* **Text provided**:
# # # # #
The modified β cells within the device were able to be reused for several weeks and capable of rapidly restoring normal glycemic levels in mice.

A wearable, wireless device has been developed that uses an electric current to directly control gene expression. The device, which has been tested in mice, suggests that medical implants could be switched on and off using electronic devices outside the body. [Katja Schubert, after Krawczyk et al., Science 2020]
The Basel-based scientists have a wealth of experience in developing genetic networks and implants that respond to specific physiological states of the body, such as blood lipid levels that are too high or blood sugar levels that are too low. Although such networks respond to biochemical stimuli, they can also be controlled by alternative, external influences like light—as in optogenetic applications, which use precise wavelengths of light as a means to control cell function remotely.

Similarly, electrogenetic applications may use electrical stimulation to directly influence the expression of voltage-dependent receptors in electrosensitive designer cells. “We’ve wanted to directly control gene expression using electricity for a long time; now we’ve finally succeeded,” Fussenegger said.

The implant the researchers have designed is made up of several parts. On one side, it has a printed circuit board (PCB) that accommodates the receiver and control electronics; on the other is a capsule containing human cells. Connecting the PCB to the cell container is a tiny cable.

A radio signal from outside the body activates the electronics in the implant, which then transmits electrical signals directly to the cells. The electrical signals stimulate a special combination of calcium and potassium channels; in turn, this triggers a signaling cascade in the cell that controls the insulin gene. Subsequently, the cellular machinery loads the insulin into vesicles that the electrical signals cause to fuse with the cell membrane, releasing the insulin within a matter of minutes.

Fussenegger sees several advantages in this latest development. “Our implant could be connected to the cyber universe,” he explained. Doctors or patients could use an app to intervene directly and trigger insulin production, something they could also do remotely over the internet as soon as the implant has transmitted the requisite physiological data. “A device of this kind,” Fussenegger continued, “would enable people to be fully integrated into the digital world and become part of the Internet of Things—or even the Internet of the Body.”
# # # # #
Dataset records
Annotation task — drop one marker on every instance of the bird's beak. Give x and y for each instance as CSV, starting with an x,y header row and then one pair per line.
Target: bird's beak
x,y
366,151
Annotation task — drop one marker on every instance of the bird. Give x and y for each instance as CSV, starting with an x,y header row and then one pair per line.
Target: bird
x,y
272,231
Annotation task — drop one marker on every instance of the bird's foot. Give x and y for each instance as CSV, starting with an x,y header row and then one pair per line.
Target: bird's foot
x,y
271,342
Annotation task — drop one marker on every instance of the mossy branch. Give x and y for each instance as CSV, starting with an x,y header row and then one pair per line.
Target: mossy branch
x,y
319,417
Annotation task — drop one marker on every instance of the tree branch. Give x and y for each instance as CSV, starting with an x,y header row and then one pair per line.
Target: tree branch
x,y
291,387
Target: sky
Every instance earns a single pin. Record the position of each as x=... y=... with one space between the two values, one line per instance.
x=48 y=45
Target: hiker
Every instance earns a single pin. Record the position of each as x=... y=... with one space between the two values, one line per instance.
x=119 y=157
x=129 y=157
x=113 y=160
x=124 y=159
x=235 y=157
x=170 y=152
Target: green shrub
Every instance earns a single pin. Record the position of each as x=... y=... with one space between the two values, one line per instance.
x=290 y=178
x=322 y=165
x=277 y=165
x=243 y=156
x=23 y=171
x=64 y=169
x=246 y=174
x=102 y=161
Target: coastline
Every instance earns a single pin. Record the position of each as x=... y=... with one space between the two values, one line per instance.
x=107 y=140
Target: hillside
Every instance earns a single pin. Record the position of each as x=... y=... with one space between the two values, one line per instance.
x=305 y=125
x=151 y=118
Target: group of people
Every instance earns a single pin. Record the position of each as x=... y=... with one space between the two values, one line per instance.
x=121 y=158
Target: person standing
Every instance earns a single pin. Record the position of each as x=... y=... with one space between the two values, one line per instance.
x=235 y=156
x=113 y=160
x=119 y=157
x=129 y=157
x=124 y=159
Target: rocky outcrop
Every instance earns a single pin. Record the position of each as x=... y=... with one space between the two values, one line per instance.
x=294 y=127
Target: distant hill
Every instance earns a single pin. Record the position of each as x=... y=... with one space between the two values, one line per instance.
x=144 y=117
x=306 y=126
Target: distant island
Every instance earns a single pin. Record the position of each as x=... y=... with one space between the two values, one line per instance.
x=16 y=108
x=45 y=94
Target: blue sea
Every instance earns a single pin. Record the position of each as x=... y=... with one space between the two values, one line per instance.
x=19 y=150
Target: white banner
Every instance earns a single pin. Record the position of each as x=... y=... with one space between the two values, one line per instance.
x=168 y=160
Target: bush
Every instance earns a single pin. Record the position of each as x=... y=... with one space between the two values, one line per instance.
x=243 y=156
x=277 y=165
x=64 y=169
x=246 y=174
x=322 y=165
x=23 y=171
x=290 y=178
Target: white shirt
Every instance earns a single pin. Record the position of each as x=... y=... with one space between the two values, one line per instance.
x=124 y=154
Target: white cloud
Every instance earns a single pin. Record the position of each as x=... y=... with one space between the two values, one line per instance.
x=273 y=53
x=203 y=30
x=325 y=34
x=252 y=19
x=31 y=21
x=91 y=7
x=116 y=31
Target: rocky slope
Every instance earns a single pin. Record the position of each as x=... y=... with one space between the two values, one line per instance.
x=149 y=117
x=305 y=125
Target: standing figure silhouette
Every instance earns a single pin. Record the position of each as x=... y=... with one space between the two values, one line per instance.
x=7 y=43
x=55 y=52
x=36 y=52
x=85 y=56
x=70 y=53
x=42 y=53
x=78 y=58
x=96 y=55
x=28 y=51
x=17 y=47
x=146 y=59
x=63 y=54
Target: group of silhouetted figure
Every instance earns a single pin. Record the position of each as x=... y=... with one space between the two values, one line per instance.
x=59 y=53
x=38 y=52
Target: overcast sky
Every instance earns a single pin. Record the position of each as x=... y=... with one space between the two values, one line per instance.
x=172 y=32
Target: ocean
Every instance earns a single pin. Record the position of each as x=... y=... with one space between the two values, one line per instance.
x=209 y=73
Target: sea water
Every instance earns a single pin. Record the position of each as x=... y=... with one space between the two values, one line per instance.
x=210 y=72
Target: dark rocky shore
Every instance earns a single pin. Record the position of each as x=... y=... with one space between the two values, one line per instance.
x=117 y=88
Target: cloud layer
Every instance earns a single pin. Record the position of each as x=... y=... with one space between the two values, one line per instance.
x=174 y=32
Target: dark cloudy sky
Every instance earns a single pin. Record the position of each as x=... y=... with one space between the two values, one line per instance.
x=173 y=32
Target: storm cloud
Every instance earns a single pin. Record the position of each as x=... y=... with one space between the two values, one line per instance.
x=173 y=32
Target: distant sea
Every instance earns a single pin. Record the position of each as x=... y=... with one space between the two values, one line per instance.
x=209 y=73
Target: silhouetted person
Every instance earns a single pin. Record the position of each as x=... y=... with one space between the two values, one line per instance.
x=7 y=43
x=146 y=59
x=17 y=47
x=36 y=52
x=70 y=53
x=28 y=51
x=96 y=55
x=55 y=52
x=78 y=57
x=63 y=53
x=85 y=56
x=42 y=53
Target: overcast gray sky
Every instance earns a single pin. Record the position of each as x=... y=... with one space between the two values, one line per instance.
# # # # #
Answer these questions from the text on the electrogenetic implant.
(a) What does the printed circuit board in the implant accommodate?
(b) What do optogenetic applications use to control cell function remotely?
(c) What do the electrical signals from the implant stimulate in the cells?

(a) The receiver and control electronics.
(b) Precise wavelengths of light.
(c) A special combination of calcium and potassium channels.